• [WHAT IS REQUIRED]
From the records below, copy the lines that include "plant".
———
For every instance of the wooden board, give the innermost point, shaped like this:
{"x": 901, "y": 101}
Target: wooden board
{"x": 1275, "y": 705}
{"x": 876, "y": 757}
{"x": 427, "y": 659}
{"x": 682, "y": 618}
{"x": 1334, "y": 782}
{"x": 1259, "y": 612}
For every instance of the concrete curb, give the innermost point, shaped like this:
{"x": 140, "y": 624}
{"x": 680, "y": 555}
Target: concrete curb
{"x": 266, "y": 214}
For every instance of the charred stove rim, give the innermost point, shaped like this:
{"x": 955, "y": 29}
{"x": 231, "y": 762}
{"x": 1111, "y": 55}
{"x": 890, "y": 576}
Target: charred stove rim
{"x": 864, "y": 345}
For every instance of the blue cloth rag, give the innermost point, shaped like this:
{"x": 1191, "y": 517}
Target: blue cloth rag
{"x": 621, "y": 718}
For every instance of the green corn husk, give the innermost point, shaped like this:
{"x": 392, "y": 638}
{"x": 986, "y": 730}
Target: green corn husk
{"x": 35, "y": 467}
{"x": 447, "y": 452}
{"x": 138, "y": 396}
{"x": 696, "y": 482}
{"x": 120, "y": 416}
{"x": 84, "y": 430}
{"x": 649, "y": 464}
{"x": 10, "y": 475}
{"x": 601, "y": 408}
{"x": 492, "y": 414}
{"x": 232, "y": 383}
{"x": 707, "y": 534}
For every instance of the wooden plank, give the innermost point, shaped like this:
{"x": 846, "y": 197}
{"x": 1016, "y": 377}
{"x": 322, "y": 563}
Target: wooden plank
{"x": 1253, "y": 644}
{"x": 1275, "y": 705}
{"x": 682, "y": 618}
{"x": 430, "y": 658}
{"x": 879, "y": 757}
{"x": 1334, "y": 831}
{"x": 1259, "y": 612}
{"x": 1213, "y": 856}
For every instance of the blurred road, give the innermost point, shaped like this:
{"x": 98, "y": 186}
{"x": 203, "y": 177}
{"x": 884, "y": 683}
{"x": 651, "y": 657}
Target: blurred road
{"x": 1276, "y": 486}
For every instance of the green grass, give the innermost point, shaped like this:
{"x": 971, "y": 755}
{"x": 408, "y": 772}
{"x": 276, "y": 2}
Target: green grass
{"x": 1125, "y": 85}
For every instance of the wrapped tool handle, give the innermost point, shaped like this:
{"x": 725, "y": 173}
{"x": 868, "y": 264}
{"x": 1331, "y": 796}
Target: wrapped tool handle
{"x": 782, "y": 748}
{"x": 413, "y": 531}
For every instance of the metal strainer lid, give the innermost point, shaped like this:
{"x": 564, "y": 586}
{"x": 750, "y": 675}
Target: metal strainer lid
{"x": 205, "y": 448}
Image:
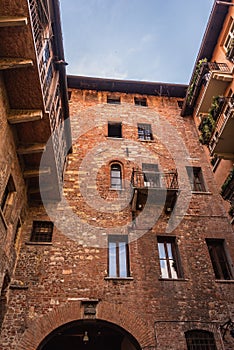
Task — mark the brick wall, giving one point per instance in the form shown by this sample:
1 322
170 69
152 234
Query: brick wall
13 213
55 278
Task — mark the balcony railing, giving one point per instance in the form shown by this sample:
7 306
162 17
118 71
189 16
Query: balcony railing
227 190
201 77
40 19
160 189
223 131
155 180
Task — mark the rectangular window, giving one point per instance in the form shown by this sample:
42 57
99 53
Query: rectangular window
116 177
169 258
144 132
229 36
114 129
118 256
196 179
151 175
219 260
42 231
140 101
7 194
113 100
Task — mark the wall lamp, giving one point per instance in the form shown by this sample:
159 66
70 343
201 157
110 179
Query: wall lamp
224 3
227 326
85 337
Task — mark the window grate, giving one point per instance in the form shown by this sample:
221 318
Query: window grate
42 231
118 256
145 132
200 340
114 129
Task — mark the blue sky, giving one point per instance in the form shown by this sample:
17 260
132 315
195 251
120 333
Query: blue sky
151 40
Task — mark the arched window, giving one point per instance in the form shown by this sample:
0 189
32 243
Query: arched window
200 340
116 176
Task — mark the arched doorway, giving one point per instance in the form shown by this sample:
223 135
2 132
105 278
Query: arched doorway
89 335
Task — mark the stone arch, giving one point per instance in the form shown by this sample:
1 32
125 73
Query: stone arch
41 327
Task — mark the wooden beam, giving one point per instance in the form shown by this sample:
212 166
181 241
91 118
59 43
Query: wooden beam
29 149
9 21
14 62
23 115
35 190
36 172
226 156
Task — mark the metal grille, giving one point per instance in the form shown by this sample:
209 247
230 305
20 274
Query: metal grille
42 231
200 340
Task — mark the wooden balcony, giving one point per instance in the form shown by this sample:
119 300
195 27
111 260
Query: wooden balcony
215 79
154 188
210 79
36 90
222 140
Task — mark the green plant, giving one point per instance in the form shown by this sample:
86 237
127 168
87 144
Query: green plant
———
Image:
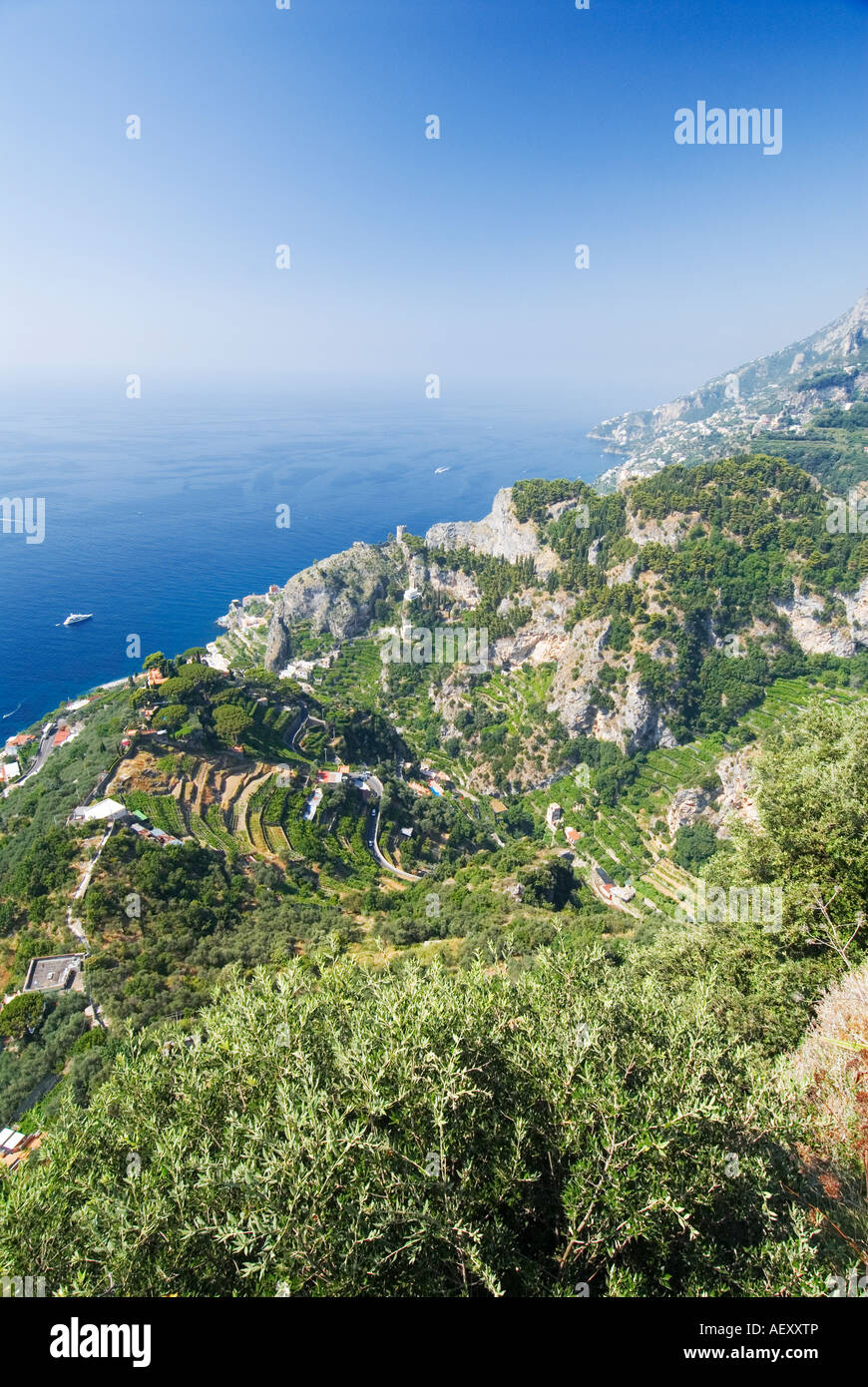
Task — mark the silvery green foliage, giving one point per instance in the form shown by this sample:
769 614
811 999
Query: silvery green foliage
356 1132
———
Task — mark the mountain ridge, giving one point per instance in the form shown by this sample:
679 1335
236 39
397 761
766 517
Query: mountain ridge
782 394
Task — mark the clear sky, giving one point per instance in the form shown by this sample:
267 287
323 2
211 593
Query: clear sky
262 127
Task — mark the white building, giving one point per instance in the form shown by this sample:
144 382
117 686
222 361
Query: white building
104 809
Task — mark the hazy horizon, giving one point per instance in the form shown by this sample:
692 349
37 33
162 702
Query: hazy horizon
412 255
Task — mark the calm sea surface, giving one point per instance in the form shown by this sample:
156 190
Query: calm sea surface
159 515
———
• [RESULT OF THE TASK]
Task — mark the green plant, giving one point per instance in the form shown by this sample:
Query: green plant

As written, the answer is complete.